Stored data START

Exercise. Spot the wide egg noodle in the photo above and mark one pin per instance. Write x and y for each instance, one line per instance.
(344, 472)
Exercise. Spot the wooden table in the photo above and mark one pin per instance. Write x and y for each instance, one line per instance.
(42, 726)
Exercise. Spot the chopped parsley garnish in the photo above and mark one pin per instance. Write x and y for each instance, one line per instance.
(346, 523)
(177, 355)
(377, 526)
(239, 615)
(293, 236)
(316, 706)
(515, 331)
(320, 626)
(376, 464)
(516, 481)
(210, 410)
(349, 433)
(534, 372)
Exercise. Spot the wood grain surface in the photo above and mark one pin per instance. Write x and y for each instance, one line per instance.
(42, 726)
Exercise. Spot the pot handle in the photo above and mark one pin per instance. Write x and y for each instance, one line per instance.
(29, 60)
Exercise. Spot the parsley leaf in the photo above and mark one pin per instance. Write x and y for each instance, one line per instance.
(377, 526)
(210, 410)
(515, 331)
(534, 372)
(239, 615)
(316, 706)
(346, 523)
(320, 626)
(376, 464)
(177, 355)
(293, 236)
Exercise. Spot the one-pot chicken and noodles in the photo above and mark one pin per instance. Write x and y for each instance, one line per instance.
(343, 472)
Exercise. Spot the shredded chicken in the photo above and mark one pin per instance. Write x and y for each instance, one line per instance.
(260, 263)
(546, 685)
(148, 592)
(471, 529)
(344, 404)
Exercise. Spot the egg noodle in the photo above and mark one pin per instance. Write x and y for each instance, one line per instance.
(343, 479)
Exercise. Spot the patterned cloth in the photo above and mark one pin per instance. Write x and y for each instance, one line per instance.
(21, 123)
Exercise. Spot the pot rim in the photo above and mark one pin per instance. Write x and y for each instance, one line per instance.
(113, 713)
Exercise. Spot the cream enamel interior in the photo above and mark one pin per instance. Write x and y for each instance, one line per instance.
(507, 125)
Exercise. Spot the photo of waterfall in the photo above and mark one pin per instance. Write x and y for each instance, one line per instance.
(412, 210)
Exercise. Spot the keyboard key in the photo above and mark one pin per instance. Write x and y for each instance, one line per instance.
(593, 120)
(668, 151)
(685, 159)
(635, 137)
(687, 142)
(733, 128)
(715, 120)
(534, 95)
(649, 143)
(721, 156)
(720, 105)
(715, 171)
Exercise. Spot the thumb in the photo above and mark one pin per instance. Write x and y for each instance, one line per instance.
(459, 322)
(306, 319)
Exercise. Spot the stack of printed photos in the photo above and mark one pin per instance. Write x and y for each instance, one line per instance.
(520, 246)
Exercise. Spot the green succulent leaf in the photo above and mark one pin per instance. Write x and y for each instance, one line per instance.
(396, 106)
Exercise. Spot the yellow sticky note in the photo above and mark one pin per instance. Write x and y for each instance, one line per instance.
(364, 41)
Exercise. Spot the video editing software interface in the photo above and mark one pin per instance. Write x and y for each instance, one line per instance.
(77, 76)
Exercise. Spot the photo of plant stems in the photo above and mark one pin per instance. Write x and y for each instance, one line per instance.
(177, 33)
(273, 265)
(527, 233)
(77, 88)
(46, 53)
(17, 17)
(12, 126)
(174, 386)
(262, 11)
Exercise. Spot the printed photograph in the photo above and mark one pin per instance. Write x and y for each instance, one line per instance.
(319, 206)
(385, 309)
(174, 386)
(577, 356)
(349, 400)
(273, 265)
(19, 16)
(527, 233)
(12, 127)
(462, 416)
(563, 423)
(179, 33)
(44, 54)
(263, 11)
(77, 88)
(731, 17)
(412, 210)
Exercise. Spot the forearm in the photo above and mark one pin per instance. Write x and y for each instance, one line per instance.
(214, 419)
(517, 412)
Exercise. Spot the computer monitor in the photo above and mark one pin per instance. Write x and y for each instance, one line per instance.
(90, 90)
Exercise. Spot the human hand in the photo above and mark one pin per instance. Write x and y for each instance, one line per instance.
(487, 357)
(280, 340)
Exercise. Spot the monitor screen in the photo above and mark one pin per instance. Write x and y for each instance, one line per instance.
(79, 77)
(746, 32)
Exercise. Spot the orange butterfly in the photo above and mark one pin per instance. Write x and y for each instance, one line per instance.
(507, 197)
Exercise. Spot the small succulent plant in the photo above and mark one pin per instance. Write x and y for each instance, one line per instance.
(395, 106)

Stored data END

■ **Your task**:
Transcribe all entries exactly as they appear above.

■ **Solution**:
Exercise. Spot the wide egg noodle in the photo above and mark one pin per instance. Write x and y for each instance, one line per instance.
(344, 472)
Exercise. Spot the wooden table in the photo above and mark one pin per instance. Write x and y for each instance, one line per instance.
(42, 726)
Exercise. Spot the chopped parsley garnish in the photo above and mark one pin per instance. Write x and y for each instance, one line per instance.
(346, 523)
(177, 355)
(377, 526)
(239, 615)
(293, 236)
(316, 706)
(515, 331)
(320, 626)
(376, 464)
(516, 481)
(210, 410)
(349, 433)
(534, 372)
Exercise. Spot the wood grain surface in the photo above and mark one pin per instance. Write x and y for each instance, one line per instance.
(42, 726)
Exercise. Spot the pot handle in the photo above and mark one pin per instance. Write x and y for each instance, one line per instance.
(29, 60)
Exercise. Spot the parsley leaf in the photo above and mark one pin per instance. Write x and y for each instance, one line per instance.
(377, 526)
(210, 410)
(515, 331)
(534, 372)
(239, 615)
(316, 706)
(346, 523)
(320, 626)
(376, 464)
(177, 355)
(293, 236)
Exercise. Spot the one-pot chicken and noodles in the photo above and mark one pin per instance. Write x and y for each instance, one line per instance.
(343, 472)
Exercise. Spot the shredded chicken in the photo above and mark one pin per instance. Write x and y for each instance, one line per instance.
(260, 263)
(546, 685)
(148, 592)
(471, 529)
(344, 404)
Exercise. Spot the egg noodle in the photo above and mark one pin per instance. Write x and y for each instance, one line per instance.
(343, 479)
Exercise. Spot the patterned cloth in the photo above and mark one pin per instance. Write x and y for each instance, one line per instance.
(21, 123)
Exercise. Spot the pot rim in the photo above and mark one pin per instance. Write x and y for each instance, one line per instance.
(113, 713)
Exercise. Spot the cream enamel interior in the photo above and mark one pin per instance. Write x and y for each instance, one line per instance.
(507, 125)
Exercise. Spot the photo of waterfall in the photo above and mark one pin per instance. Write x and y for each instance, one line per instance.
(412, 210)
Exercise. Spot the keyboard key in the photo above and mark one pin per instance. Write x and y for each instance, one line per instance.
(593, 120)
(668, 151)
(685, 159)
(635, 137)
(687, 142)
(733, 128)
(715, 120)
(534, 95)
(649, 143)
(721, 156)
(720, 105)
(715, 171)
Exercise. Spot the thumb in the photo above and mark one pin per instance. Write x and y for each instance, one line per instance.
(459, 322)
(306, 319)
Exercise. Spot the stack of printed photos in the photo above and mark one pin per instance. Write x and y for each instance, one line per instance.
(520, 246)
Exercise. Spot the green succulent leaf in the photo above and mark one pin per instance. Write x and y for each instance, one line per instance.
(396, 106)
Exercise. Spot the yellow sticky note in the photo above and mark one pin per instance. Write x and y for each instance, one line per instance.
(364, 41)
Exercise. Spot the video editing software interface in the photo above and mark one pin per instance. Write x and y for each instance, one line per instance.
(77, 76)
Exercise. Spot the photo of plant stems in the photo above and mark one pin per instance. Write x and y for each instance, one line per instance.
(177, 33)
(273, 265)
(527, 233)
(77, 88)
(46, 53)
(17, 17)
(12, 126)
(174, 386)
(262, 11)
Exercise. Spot the printed photograph in the photo above and mark one pin per instance. Write x and y for each instance, one line per instance.
(319, 206)
(385, 309)
(174, 386)
(577, 356)
(349, 400)
(273, 265)
(19, 16)
(527, 233)
(12, 127)
(462, 416)
(563, 423)
(179, 33)
(44, 54)
(263, 11)
(77, 88)
(731, 17)
(412, 210)
Exercise. Spot the forearm in the photo above and mark one pin per instance. Write x and y for each instance, one line per instance.
(214, 419)
(517, 412)
Exercise. Spot the computer monitor in the photo above and mark one pin per instance. Write x and y for each instance, one line per instance.
(90, 90)
Exercise. Spot the human hand in the photo above and mark one pin per instance. Write x and y for each instance, one line per instance.
(487, 357)
(280, 340)
Exercise. Spot the monitor screen in the photo above and mark one pin per instance. Write x and y for each instance, one line per instance.
(79, 77)
(746, 32)
Exercise. Spot the orange butterfly in the photo above and mark one pin per instance. Write x and y for each instance, one line per instance.
(507, 197)
Exercise. Spot the small succulent plant in the photo above and mark one pin per instance. Write x and y for each instance, one line per instance.
(395, 106)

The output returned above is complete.